◆ Your goal:
Set down all of the data that follows, keeping every character.

(Stored data entries)
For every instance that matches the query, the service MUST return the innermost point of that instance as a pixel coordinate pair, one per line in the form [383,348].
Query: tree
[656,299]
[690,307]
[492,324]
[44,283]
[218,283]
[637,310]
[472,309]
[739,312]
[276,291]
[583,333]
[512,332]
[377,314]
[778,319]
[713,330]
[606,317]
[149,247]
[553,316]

◆ Written solution:
For every instance that matches the query, the service MUST return the innermost point of that instance as a pixel coordinate pair, one per line in the form [383,348].
Query: tree
[656,299]
[690,307]
[492,324]
[44,283]
[218,283]
[637,310]
[472,309]
[739,312]
[276,291]
[583,333]
[512,332]
[377,314]
[778,319]
[713,330]
[606,317]
[149,247]
[553,316]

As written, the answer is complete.